>> start

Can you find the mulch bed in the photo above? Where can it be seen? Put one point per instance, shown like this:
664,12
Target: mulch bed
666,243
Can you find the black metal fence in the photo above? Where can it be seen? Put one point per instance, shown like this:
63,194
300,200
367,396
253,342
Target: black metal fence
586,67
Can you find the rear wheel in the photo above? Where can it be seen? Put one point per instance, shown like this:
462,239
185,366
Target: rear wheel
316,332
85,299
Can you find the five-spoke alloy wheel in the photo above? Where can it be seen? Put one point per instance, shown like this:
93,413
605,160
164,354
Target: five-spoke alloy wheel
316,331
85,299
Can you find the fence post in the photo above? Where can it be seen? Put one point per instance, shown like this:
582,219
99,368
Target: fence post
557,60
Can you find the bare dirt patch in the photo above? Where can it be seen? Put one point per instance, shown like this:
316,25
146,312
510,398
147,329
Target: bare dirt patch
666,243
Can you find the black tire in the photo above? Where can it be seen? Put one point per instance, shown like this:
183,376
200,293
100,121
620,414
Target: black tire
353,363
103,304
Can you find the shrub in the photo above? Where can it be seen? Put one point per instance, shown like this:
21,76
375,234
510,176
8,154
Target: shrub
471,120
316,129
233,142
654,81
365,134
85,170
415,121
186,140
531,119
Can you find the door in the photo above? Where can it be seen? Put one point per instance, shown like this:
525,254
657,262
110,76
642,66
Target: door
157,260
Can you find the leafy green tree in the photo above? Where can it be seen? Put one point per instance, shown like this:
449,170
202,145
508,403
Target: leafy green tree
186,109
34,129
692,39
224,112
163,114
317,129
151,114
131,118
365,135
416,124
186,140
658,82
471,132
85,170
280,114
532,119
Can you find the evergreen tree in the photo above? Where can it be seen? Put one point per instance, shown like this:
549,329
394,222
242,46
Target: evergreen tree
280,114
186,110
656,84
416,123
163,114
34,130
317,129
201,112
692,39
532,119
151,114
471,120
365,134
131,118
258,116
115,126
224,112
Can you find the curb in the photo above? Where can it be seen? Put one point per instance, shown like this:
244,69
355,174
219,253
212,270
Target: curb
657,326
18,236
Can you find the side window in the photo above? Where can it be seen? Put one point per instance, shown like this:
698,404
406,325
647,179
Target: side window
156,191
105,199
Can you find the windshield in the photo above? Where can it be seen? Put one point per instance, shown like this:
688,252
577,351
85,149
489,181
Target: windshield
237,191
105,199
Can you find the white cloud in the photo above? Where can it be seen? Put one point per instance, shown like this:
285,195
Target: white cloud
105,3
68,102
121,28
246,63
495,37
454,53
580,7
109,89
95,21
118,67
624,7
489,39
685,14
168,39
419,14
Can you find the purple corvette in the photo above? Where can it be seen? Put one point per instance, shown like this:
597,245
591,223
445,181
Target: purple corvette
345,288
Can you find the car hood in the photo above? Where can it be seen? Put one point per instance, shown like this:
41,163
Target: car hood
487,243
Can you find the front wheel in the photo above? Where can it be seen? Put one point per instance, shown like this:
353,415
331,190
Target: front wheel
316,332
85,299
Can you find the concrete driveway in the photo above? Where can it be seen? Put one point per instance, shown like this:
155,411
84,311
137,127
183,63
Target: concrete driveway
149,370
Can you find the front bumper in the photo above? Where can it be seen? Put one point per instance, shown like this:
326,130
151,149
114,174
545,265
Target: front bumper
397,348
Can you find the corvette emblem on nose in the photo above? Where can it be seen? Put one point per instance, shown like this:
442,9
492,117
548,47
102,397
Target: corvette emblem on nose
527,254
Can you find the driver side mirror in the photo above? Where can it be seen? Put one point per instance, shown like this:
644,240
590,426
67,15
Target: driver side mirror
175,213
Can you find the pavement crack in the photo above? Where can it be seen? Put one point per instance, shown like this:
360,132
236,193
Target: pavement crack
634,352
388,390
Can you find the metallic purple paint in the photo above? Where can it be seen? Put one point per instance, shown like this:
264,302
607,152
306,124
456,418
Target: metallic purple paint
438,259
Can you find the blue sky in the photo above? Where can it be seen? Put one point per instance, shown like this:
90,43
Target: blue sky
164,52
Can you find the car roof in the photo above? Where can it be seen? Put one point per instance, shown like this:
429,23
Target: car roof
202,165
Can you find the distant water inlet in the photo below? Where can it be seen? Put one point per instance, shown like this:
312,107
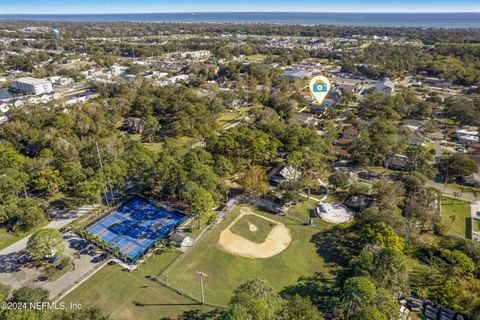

>> end

* **Objective**
Would you copy out every one of the records above word for word, leaving the pictures out?

* **Exercise result**
Can you find the mulch bed in the photo above? Where can it be seen? Put one point per instance, shown like this:
664,12
Target: mulch bed
666,243
Can you find the black metal fence in the photo above? Where can it be seen? Put one point per instance, shown like this:
63,194
300,200
367,396
253,342
Target: black metal fence
586,67
Can you find the rear wheel in the photo above? Where can it be seen? Put one point per instance, shown like this:
462,239
185,366
Target: rear wheel
316,332
85,299
Can you find the five-spoke alloy wheel in the photo above? Where can it be seen? Put one point per instance, shown like this:
93,413
605,160
164,354
Target: five-spoke alloy wheel
316,331
85,299
Can you find the fence post in the photo above? Where can it be seen? Put one point per instance, shown like this:
582,219
99,368
Target: fence post
557,60
Can you find the bare dirt patch in the photo above? Where can it be seen? Put one point per instance, shown like this:
316,25
146,312
510,398
147,329
Target: bare dirt patch
666,243
Can you find the black tire in the photo above? Where can it be seen? Put one point per instance, shown like this:
183,376
200,293
100,121
620,414
Target: black tire
353,363
103,304
Can you find the shrub in the photo above? Where can it be seen? Put one point per instance, shown like this:
21,76
375,234
510,176
8,154
Target: shrub
471,120
316,129
233,142
654,81
365,134
85,170
415,121
186,140
531,119
Can you find the door in the photo above? Where can it be seen? Put one point per instance, shown like this:
525,254
657,262
110,76
642,66
Target: door
157,260
Can you find the leafy green tree in the photo above? Where can it be seen? Put one point per instance, shown like this:
449,170
202,145
508,403
Target: leafy green tree
186,109
34,129
692,39
224,112
163,114
317,129
151,114
131,118
365,135
416,124
186,140
658,82
471,132
85,170
280,114
532,119
Can you find the evergreen tree in the photo above? Where can it be seen? Put one point per instance, shown like this:
549,329
394,222
242,46
Target: evergreen tree
280,114
186,110
656,84
416,123
163,114
34,130
317,129
201,112
692,39
532,119
151,114
471,120
365,134
131,118
258,116
115,126
224,112
Can you find the curb in the photo above? Where can it be seen? Put one point per instance, shown like this:
244,69
355,174
219,253
212,270
Target: curb
657,326
18,236
Can you find the side window in the photo above? Where can it be seen? Put one point per instance, shown like this:
698,404
406,325
647,179
Target: side window
156,191
105,199
Can you find the windshield in the photo above? Where can it be seen? Put one point per instance, shown like this:
688,252
577,351
85,149
489,181
Target: windshield
237,191
105,199
Can you find the white cloud in the photo above? Where can it be seen? Put one point per instance, shown like this:
285,195
Target: white cloud
105,3
68,102
121,28
246,63
495,37
454,53
580,7
109,89
95,21
118,67
624,7
489,39
685,14
168,39
419,14
Can you find the purple corvette in the photo above? Where can it be seen? Put one point per instance, shown like this:
597,245
591,223
445,181
Target: purple corvette
345,288
Can you find the car hood in the photo above? Where can it be seen? Put one point per instance, shown like this:
41,163
Target: car hood
487,243
Can you find the front wheel in the photo above? Where can it be seen? Put one point per instance, shown like this:
353,415
331,190
Target: front wheel
316,332
85,299
Can you find the concrete driveway in the photo above? Where can it be seen? Put one point per instance, shown like this:
155,411
84,311
137,127
183,63
Target: concrete driveway
149,370
Can you find the front bumper in the photo above? Where can it be seen? Put one point per instance, shown like this:
326,130
151,149
114,174
545,265
Target: front bumper
397,348
Can you find the corvette emblem on nose in the photo above? Where can it be seen? Put one point per instance, shown like this:
442,9
492,117
548,47
102,397
Target: corvette emblem on nose
527,254
Can you find the driver side mirror in the photo above? Where can it be seen? Put one point per instance, shown like this:
644,240
590,426
67,15
Target: driver side mirror
175,213
Can you find the pavement crack in the photo above? Where can it be seen? Put one point per instance, shown like this:
360,132
236,193
Target: pavement crack
634,352
388,390
Can you find the metallic purple paint in the photo above? Where can it be seen? Put one point per instance, shown like this:
264,302
607,152
306,124
456,418
Target: metallic purple paint
438,259
Can you find the blue sky in the photo above? Where can it be seen? Put one point per instance, shown like this:
90,43
Target: blue sky
164,52
Can you find the car roof in the photo above? Where can it be seen? Put one point per instance, shown like this:
429,23
Target: car roof
202,165
Can you find the distant water inlet in the photo below? Where can it be seen? Put one point per instance, shown like this:
312,107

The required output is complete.